**Records provided**
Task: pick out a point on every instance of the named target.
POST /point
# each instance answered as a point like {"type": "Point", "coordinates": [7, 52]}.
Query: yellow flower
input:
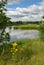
{"type": "Point", "coordinates": [16, 49]}
{"type": "Point", "coordinates": [13, 53]}
{"type": "Point", "coordinates": [14, 44]}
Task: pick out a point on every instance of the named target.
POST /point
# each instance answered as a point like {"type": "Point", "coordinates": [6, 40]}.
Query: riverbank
{"type": "Point", "coordinates": [29, 26]}
{"type": "Point", "coordinates": [23, 52]}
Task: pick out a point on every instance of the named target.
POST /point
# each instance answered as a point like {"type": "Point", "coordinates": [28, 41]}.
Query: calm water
{"type": "Point", "coordinates": [22, 34]}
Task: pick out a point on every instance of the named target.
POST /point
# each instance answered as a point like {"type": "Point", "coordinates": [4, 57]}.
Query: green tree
{"type": "Point", "coordinates": [3, 22]}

**Do this**
Shift every coordinate in the answer points by adding 58, and write out all lines of the records above again, requests included. Keep the sample points in the request comments unchanged and omit the pictures.

**Completed task**
Task: pick out a point on every instance of the named target.
POST /point
# each instance answered as a point like {"type": "Point", "coordinates": [7, 52]}.
Query: yellow flower
input:
{"type": "Point", "coordinates": [74, 107]}
{"type": "Point", "coordinates": [71, 111]}
{"type": "Point", "coordinates": [72, 102]}
Task: pick out a point on every instance of the named target.
POST /point
# each instance answered as a point like {"type": "Point", "coordinates": [6, 40]}.
Query: riverbank
{"type": "Point", "coordinates": [87, 84]}
{"type": "Point", "coordinates": [81, 110]}
Task: pick out a point on every instance of the named target.
POST /point
# each instance answered as a point like {"type": "Point", "coordinates": [28, 41]}.
Query: calm water
{"type": "Point", "coordinates": [80, 92]}
Task: pick out a point on every instance of the named target.
POST /point
# each instance answered as a point like {"type": "Point", "coordinates": [4, 57]}.
Query: green tree
{"type": "Point", "coordinates": [61, 80]}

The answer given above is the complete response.